Document text -
• • • • •
Kenneally began his athletic career at Boston Latin High School where he played varsity football, baseball, and held the city record for the fifty-yard dash. Upon graduating in 1919 he joined a group of local youths who were forming a semi-pro football team to play out of the local Knights of Columbus. He then followed his older brother and enrolled at St. Bonaventure, where in 1922, he began his collegiate career. During his four years there he was given sixteen varsity letters, including ones for boxing, as well as being the captain of the football team.

Pottsville Maroons/Boston Bulldogs

Kenneally joined the NFL in 1926 with the Pottsville Maroons of Pottsville, Pennsylvania. After his rookie season, he was chosen as the team's captain and was also named to his first All-Pro Squad in 1927, as well as in 1928. At the close of the 1928 season the team succumbed to financial difficulties and was no longer solvent. He, along with his partner, then decided to purchase the Maroons franchise for $2,500. Kenneally then transferred the team to Boston where they became the Boston Bulldogs. Kenneally had many positions in the franchise; that of part owner, assistant Coach, team captain and offensive end. The Bulldogs were a competitive team and would finish the season at 4-4, but the Wall Street Crash of 1929 caused the team to fold.

Chicago Cardinals

Kenneally was back in the NFL in 1930, playing for the Chicago Cardinals. This season would prove to be one of his best in the league as he helped guide the struggling franchise to a 5-6 record, but also his only season for Chicago. The highlight of the season was an indoor exhibition game played at Chicago Stadium between the Chicago Bears and Cardinals with the proceeds aiding unemployment relief funds.

Boston University

In 1931, Kenneally accepted a coaching position at Boston University. He also utilized this sabbatical year by unsuccessfully trying to generate funds to restart his Bulldog franchise. He would lead the Marquette's to an undefeated season with a schedule that consisted of two professional opponents. They outscored their opponents that season 236 to 9.

Boston Braves

In 1932, Kenneally returned to Boston to play/coach for George Preston Marshall's Boston Braves. He played for the Braves for only one season as an offensive end and an assistant coach.
• • • • •
Material supplied -
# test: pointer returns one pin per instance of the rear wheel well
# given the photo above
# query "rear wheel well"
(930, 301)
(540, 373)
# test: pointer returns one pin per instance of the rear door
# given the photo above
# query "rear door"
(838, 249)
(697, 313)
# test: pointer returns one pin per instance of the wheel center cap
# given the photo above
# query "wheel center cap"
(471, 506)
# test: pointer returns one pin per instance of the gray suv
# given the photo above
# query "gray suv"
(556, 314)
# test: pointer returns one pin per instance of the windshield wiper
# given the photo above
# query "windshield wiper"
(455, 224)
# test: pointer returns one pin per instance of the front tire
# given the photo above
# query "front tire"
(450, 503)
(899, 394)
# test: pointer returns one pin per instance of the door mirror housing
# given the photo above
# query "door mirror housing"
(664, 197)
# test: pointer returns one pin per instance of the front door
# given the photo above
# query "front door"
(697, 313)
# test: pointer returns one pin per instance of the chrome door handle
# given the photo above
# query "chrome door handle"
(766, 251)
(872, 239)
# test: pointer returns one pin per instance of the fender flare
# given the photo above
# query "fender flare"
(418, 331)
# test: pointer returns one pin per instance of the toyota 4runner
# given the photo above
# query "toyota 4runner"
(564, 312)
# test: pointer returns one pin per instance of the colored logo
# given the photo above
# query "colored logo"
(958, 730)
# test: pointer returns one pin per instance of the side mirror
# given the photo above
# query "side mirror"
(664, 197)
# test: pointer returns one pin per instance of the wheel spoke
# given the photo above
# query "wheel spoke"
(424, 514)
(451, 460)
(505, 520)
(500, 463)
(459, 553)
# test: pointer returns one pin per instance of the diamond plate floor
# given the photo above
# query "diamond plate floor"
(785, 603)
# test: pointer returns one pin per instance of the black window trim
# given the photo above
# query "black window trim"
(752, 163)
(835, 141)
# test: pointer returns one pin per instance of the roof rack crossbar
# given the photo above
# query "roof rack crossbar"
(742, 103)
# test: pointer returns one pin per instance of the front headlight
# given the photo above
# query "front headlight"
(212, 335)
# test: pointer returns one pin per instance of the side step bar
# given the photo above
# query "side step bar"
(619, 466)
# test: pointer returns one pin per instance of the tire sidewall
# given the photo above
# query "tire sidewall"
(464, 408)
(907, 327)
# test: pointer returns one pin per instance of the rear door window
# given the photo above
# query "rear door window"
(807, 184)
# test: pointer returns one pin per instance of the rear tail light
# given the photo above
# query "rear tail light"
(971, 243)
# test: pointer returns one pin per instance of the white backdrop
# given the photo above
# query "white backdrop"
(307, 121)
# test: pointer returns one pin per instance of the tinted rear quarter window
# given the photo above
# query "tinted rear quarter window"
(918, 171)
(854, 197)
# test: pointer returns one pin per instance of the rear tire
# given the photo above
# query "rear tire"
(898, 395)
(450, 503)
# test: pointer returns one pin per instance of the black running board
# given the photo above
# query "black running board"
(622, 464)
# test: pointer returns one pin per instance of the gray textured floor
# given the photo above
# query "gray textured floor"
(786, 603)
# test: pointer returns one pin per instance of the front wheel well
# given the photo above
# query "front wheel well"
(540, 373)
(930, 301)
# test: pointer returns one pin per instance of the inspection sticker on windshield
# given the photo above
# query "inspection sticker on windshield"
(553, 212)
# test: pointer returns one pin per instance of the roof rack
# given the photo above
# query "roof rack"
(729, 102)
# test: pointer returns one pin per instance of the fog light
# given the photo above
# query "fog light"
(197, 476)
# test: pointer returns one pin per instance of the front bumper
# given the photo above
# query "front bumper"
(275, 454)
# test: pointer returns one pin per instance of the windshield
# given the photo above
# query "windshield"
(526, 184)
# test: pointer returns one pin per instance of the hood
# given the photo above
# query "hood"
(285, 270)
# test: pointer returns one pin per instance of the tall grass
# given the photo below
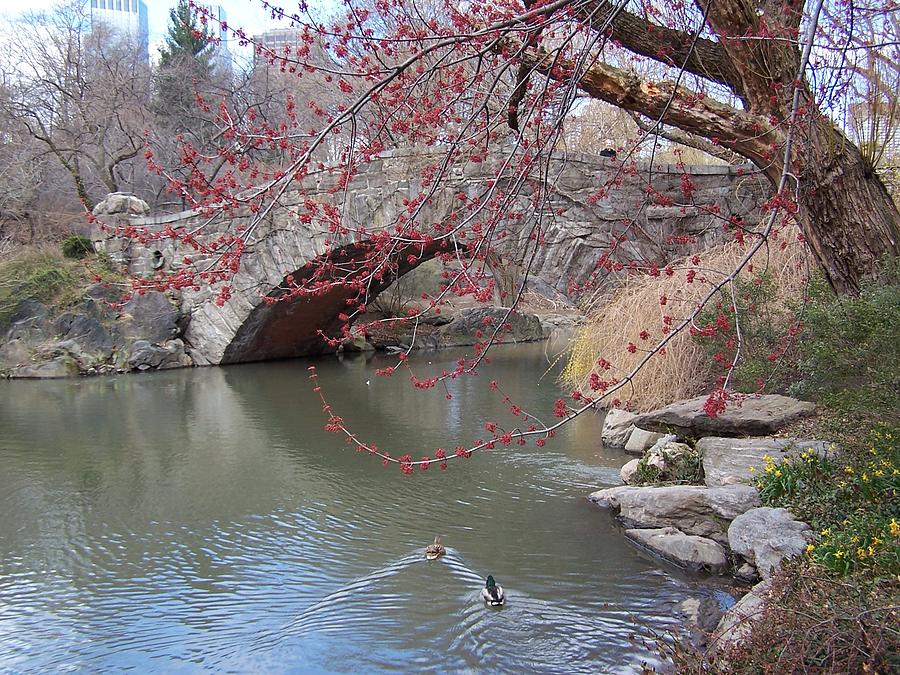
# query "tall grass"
(642, 303)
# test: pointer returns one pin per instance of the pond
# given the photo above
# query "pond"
(203, 520)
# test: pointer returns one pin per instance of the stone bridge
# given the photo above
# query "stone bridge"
(577, 230)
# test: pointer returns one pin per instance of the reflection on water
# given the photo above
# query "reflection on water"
(203, 519)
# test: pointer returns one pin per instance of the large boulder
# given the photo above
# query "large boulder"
(671, 461)
(628, 472)
(121, 203)
(755, 415)
(737, 622)
(147, 356)
(730, 460)
(59, 366)
(151, 317)
(13, 354)
(87, 333)
(765, 536)
(641, 440)
(695, 554)
(617, 427)
(693, 509)
(29, 323)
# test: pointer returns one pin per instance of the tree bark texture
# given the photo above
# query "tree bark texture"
(843, 208)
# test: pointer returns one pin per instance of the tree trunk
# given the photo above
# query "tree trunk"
(847, 216)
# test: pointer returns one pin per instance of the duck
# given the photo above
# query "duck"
(493, 594)
(435, 550)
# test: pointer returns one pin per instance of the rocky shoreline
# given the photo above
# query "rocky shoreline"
(718, 526)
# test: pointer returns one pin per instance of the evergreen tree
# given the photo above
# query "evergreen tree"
(186, 39)
(185, 69)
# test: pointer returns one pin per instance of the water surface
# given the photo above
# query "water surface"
(203, 520)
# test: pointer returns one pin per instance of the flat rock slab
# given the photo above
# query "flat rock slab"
(696, 554)
(728, 460)
(617, 427)
(755, 416)
(766, 536)
(693, 509)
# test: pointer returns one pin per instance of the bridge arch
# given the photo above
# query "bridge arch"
(247, 328)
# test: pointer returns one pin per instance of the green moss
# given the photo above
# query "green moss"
(76, 247)
(39, 276)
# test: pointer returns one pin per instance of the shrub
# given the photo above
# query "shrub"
(76, 247)
(850, 353)
(768, 327)
(852, 501)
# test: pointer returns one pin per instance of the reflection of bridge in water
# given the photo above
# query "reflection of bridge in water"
(576, 229)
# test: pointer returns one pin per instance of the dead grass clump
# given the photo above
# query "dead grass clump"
(624, 326)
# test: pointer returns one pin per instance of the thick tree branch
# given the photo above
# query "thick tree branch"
(749, 135)
(705, 58)
(684, 138)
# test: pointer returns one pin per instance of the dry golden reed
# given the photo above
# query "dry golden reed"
(684, 370)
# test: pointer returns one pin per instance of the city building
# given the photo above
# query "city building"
(274, 40)
(126, 16)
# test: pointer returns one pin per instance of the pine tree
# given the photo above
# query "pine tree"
(186, 38)
(185, 68)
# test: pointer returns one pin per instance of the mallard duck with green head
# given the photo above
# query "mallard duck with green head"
(493, 594)
(435, 550)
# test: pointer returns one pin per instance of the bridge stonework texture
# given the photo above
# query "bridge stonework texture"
(576, 231)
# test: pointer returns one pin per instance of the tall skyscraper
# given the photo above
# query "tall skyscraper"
(127, 16)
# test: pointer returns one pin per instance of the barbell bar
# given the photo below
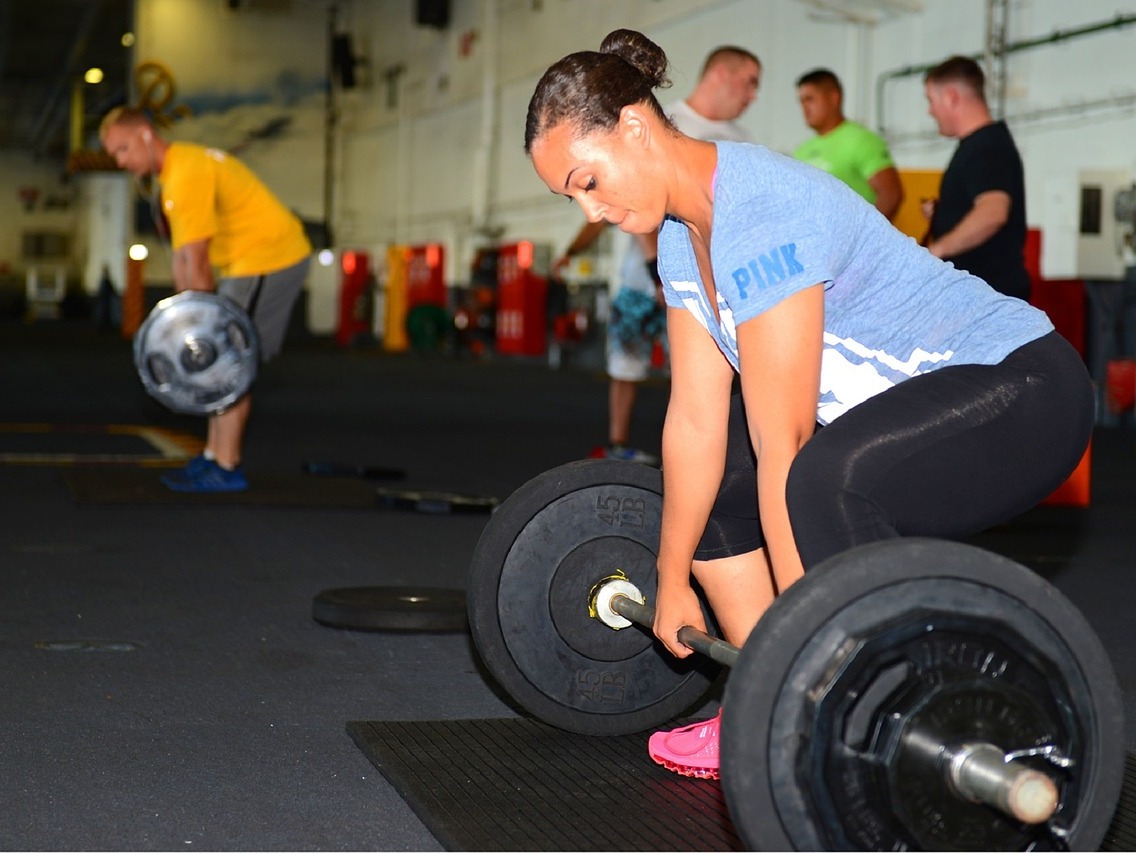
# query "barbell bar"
(978, 772)
(875, 701)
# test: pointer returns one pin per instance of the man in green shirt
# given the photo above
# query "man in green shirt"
(845, 149)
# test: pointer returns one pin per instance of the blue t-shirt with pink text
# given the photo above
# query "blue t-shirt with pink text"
(892, 309)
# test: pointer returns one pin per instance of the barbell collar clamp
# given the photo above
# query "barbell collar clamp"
(621, 604)
(979, 772)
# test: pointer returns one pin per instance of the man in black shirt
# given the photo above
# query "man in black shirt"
(979, 219)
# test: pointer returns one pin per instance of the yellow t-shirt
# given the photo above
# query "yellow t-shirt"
(208, 194)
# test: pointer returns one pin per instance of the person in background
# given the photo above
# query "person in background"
(978, 222)
(727, 85)
(220, 217)
(833, 383)
(845, 149)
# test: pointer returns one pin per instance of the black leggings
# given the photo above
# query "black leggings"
(946, 454)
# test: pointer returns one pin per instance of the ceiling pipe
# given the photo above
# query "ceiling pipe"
(50, 117)
(1054, 38)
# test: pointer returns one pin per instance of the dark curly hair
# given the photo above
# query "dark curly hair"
(591, 88)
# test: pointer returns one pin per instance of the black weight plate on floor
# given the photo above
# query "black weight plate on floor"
(434, 502)
(391, 608)
(537, 559)
(364, 471)
(903, 635)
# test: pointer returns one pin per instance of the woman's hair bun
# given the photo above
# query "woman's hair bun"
(638, 51)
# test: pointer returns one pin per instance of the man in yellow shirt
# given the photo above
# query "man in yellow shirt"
(228, 233)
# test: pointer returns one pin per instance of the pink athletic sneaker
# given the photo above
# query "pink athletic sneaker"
(691, 750)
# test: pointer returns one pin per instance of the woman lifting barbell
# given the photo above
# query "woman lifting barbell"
(883, 392)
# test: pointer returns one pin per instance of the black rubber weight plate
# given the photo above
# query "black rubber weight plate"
(434, 502)
(965, 615)
(539, 557)
(391, 608)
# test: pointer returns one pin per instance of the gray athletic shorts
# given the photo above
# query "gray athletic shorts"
(268, 299)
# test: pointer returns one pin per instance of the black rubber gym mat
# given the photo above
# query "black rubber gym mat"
(117, 485)
(518, 784)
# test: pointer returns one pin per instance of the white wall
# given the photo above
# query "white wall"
(56, 209)
(415, 161)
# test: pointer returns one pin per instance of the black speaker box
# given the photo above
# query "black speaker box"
(433, 13)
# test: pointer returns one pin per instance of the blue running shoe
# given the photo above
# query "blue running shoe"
(629, 454)
(209, 477)
(198, 463)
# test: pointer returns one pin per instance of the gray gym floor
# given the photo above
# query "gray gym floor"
(164, 683)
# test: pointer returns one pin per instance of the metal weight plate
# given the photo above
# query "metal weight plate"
(532, 573)
(197, 352)
(928, 643)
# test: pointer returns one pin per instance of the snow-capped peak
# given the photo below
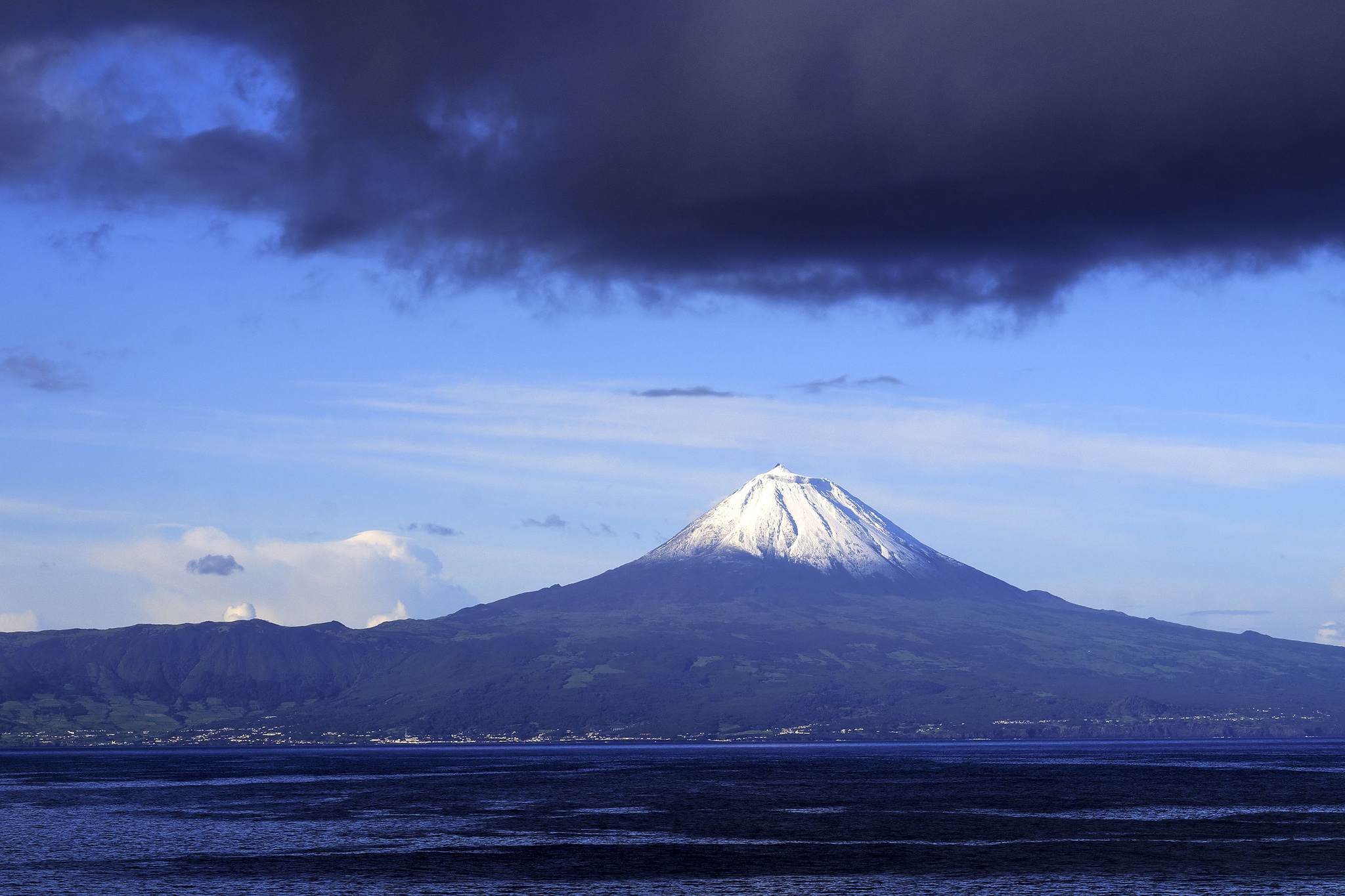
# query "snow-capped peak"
(780, 515)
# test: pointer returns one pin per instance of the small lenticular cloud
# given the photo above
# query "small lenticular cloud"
(240, 613)
(214, 565)
(549, 523)
(399, 613)
(26, 621)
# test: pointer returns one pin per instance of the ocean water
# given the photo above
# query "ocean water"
(947, 820)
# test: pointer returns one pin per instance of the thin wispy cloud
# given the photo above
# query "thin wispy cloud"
(693, 391)
(431, 528)
(214, 565)
(41, 373)
(553, 522)
(817, 386)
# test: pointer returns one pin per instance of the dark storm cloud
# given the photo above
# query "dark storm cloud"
(41, 373)
(214, 565)
(694, 391)
(553, 522)
(939, 151)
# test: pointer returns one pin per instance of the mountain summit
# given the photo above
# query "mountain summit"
(791, 609)
(785, 516)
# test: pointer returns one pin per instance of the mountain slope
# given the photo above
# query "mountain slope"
(790, 608)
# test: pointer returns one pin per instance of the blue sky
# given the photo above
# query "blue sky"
(1006, 308)
(1168, 442)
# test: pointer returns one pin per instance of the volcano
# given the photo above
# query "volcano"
(789, 610)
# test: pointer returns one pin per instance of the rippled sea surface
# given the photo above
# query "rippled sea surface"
(1227, 817)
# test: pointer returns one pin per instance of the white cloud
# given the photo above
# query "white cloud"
(596, 419)
(286, 582)
(26, 621)
(399, 613)
(1332, 633)
(240, 613)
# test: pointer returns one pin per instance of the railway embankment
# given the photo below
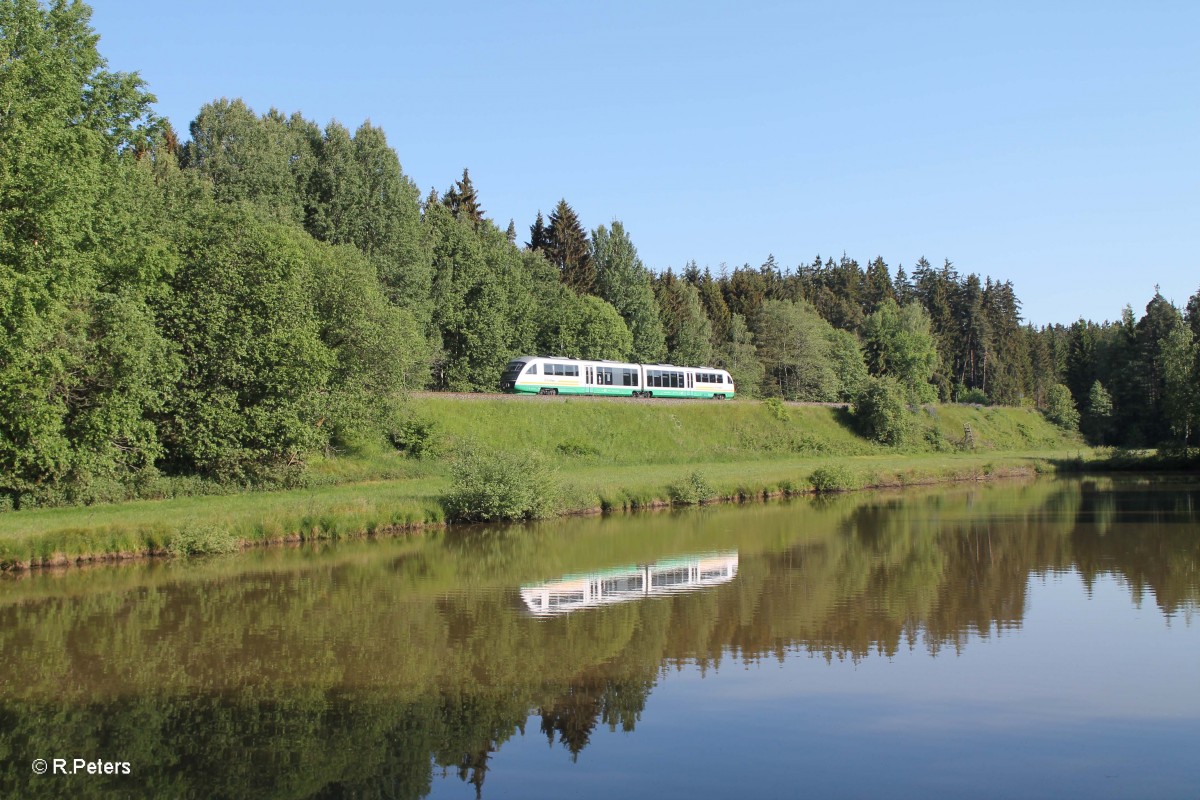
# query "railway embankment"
(603, 455)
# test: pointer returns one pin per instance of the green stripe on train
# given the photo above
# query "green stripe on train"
(619, 391)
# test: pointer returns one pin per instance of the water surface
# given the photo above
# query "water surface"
(1009, 641)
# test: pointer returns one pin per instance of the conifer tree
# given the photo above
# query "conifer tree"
(569, 250)
(1098, 421)
(623, 281)
(689, 335)
(538, 235)
(462, 199)
(877, 286)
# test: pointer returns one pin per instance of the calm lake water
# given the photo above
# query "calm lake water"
(1031, 639)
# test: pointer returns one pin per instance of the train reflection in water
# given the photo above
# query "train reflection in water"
(595, 589)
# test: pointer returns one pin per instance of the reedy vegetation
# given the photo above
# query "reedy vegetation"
(227, 307)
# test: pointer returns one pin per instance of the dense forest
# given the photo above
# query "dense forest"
(223, 306)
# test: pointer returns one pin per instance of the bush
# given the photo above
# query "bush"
(415, 435)
(775, 407)
(491, 486)
(833, 477)
(202, 540)
(975, 397)
(881, 413)
(1061, 408)
(693, 489)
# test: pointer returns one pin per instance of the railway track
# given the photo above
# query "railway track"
(591, 398)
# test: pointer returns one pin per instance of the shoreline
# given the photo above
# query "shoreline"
(70, 547)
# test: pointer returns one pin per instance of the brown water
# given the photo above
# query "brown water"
(1008, 641)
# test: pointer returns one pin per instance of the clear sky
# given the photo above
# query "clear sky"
(1053, 144)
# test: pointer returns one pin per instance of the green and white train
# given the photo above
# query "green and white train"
(535, 374)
• • • • •
Problems to work on -
**A.** In the account of Kenneally's football career, condense the paragraph beginning "Kenneally joined the NFL in 1926" into a bulleted list that keeps its main facts.
**B.** Pick up the account of Kenneally's football career after its final sentence and continue it.

The responses -
**A.**
- Joined the NFL in 1926 with the Pottsville Maroons of Pottsville, Pennsylvania.
- Became team captain after his rookie season and was named to the All-Pro Squad in 1927 and 1928.
- When the team became insolvent after the 1928 season, he and his partner bought the franchise for $2,500.
- Moved the team to Boston, where it became the Boston Bulldogs, and served as part owner, assistant coach, team captain and offensive end.
- The Bulldogs finished 4-4, but the Wall Street Crash of 1929 caused the team to fold.

**B.**
Philadelphia Eagles

In 1933, Kenneally left Boston with Lud Wray to play for and assist with the newly formed Philadelphia Eagles franchise. For the next three seasons, he would anchor the Eagles line, serve as the teams captain and assistant coach, and was again selected All-Pro during the 1934 season. He retired at the end of the 1935 season.

Boston Shamrocks

Kenneally was offered the position of head coach and General Manager of the Boston Shamrocks of the newly formed American Football League. The Shamrocks would play a 19-game schedule which resulted in them capturing the league title as AFL champions for the 1936 season. However, the AFL was financially unstable and was soon forced to cease operations. The Shamrocks would continue to operate as an independent until 1938.

Later years

In 1939, Kenneally accepted the position of athletic director, head coach, and history teacher at Revere High School. In 1950, he left the Revere athletic program in a vastly improved state and became the line coach at Brandeis University for four years. He then returned to his old job as head of the Social Studies department at Revere, the position he would hold until his death.

Kenneally died on September 3, 1968.

Legacy

  • In the 1950s, Reader's Digest published an article entitled "George Kenneally the toughest two-way end to ever play for the Philadelphia Eagles."
  • In 1951, he was elected to the New England Sports Hall of Fame as a charter member.
  • In 1970, he was inducted into the Pennsylvania Sports Hall of Fame.
  • In 1973, he was inducted into the Brandeis University Hall of Fame
  • In 1976, he was inducted into the Saint Bonaventure Hall Of Fame.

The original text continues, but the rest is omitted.